**What you will do**
Your reply should hold every record exactly as given, with no pictures in it.

**Given data**

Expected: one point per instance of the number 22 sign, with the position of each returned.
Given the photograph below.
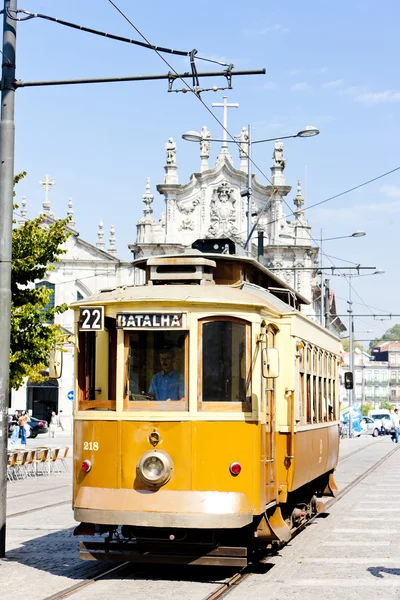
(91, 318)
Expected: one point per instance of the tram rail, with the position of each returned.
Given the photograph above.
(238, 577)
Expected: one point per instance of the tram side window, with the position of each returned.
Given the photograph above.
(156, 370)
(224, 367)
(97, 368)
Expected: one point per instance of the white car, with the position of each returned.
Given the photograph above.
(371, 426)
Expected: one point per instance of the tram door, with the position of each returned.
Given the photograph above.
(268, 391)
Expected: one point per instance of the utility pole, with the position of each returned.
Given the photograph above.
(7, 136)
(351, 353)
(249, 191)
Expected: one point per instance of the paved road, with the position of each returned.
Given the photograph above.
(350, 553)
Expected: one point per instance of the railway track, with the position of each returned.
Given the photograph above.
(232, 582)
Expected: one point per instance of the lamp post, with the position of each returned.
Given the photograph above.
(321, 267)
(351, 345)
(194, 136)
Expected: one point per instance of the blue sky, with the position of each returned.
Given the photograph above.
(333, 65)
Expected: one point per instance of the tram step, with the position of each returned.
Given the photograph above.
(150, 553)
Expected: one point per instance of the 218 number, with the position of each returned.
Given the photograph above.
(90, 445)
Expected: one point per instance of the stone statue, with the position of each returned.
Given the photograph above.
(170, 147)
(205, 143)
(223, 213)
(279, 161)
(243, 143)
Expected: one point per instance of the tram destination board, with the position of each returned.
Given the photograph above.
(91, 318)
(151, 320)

**Written solution**
Expected: one point per instance of the number 22 sign, with the position of each returned.
Given the photograph below.
(91, 318)
Expected: one point per instance of the tram rail, with the position of each returned.
Given the photograph above.
(238, 577)
Expected: one point per instance of the tram side window, with the position of each returned.
Given the photograph above.
(156, 370)
(224, 367)
(97, 368)
Expected: one point per instance of the white car, with the position of each returned.
Given the photograph above.
(371, 426)
Expected: one point per instance of the tram door, with the position of each returned.
Given the photograph above.
(268, 391)
Expected: one point per instance of the utility pole, with the position of each returned.
Given the photograph above.
(7, 136)
(351, 353)
(249, 191)
Expected: one point per instance of the paved road, with the position of each returned.
Given the photograph above.
(350, 553)
Expected: one point per instance of the railway track, with the position of each returned.
Given the photograph above.
(232, 582)
Expected: one point per instance of the lamp post, with the position of each returned.
Given the photograph above.
(321, 267)
(351, 345)
(194, 136)
Expected: one point per instance of the blue sky, with the position of each returned.
Given the photograph above.
(333, 65)
Expected: one point per instance of the tram step, with the position of each returned.
Given the photograph above.
(150, 553)
Expected: one point per instance of the 218 number, with the position of each returned.
Given the photograph above.
(90, 445)
Expected: one point per instance of the stone statue, with the position of each returned.
Given the photograph above.
(170, 147)
(205, 143)
(223, 213)
(279, 161)
(243, 143)
Expected: one point per instance of the tram destination board, with the position of each returned.
Given the photograph above.
(91, 318)
(151, 320)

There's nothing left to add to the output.